SHORT TASK >>
Extract every line from the items below that contains the string "Class".

RECORDS FOR THE EXERCISE >>
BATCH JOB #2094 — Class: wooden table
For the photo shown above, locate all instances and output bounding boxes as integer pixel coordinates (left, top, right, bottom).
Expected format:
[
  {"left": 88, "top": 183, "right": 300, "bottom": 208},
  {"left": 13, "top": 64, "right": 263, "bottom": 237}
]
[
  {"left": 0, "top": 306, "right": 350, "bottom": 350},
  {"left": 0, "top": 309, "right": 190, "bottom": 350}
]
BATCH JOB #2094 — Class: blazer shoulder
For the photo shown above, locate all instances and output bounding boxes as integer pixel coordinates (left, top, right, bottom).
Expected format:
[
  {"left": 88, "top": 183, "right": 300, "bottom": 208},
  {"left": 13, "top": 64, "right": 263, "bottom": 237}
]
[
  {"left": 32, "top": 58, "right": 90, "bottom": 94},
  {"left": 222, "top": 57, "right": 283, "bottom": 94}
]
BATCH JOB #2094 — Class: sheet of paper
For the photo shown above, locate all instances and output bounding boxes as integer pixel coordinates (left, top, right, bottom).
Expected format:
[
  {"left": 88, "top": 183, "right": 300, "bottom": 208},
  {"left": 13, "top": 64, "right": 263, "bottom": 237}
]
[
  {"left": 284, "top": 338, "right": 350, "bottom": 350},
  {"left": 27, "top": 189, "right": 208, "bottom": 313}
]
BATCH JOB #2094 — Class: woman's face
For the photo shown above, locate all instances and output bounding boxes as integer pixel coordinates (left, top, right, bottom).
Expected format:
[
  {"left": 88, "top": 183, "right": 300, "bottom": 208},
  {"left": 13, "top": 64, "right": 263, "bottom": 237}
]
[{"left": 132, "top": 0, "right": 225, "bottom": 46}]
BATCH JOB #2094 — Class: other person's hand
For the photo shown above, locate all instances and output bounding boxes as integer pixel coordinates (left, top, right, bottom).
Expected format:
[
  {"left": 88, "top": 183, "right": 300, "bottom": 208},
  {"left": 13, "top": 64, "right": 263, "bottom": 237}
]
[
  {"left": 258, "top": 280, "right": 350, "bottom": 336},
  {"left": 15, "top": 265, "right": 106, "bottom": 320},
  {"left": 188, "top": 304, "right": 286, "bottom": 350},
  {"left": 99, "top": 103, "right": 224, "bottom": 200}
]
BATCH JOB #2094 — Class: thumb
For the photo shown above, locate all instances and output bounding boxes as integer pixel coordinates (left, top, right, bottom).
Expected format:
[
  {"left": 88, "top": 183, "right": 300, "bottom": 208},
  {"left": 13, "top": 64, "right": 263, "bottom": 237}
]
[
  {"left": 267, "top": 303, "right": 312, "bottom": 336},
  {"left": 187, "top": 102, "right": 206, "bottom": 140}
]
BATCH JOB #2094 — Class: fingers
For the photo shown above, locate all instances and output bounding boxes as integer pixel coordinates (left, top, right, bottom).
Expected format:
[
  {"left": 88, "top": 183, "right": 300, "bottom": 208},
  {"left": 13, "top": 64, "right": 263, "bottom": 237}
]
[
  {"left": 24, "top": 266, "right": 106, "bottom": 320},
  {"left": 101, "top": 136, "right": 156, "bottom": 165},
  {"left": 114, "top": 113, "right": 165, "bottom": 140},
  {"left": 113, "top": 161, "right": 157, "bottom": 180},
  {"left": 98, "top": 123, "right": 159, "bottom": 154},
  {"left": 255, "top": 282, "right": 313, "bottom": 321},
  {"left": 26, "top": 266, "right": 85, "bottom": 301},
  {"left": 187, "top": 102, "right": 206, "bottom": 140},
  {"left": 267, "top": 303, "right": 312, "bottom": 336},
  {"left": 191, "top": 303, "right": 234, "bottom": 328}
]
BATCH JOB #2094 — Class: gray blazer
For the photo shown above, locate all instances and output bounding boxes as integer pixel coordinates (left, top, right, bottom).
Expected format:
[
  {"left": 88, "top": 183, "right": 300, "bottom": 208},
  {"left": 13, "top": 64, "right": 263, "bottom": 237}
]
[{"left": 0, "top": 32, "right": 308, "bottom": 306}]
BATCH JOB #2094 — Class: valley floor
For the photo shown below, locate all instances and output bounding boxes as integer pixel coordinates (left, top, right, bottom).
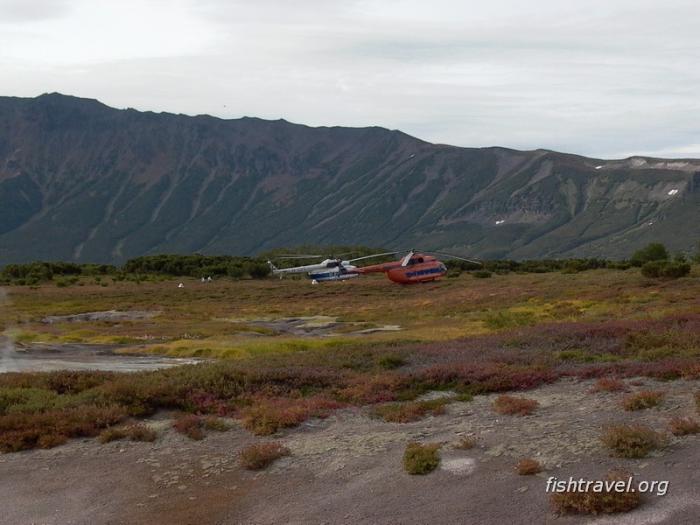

SOLVED EXERCISE >>
BATCH JOB #2094 — Class: wooden table
BATCH JOB #2094 — Class: blazer shoulder
BATCH JOB #2094 — Class: sheet of paper
BATCH JOB #2094 — Class: woman's face
BATCH JOB #2094 — Class: other person's hand
BATCH JOB #2094 — Class: thumb
BATCH JOB #2094 — Class: fingers
BATCH JOB #2094 — Class: gray blazer
BATCH JOB #2094 — Class: valley floor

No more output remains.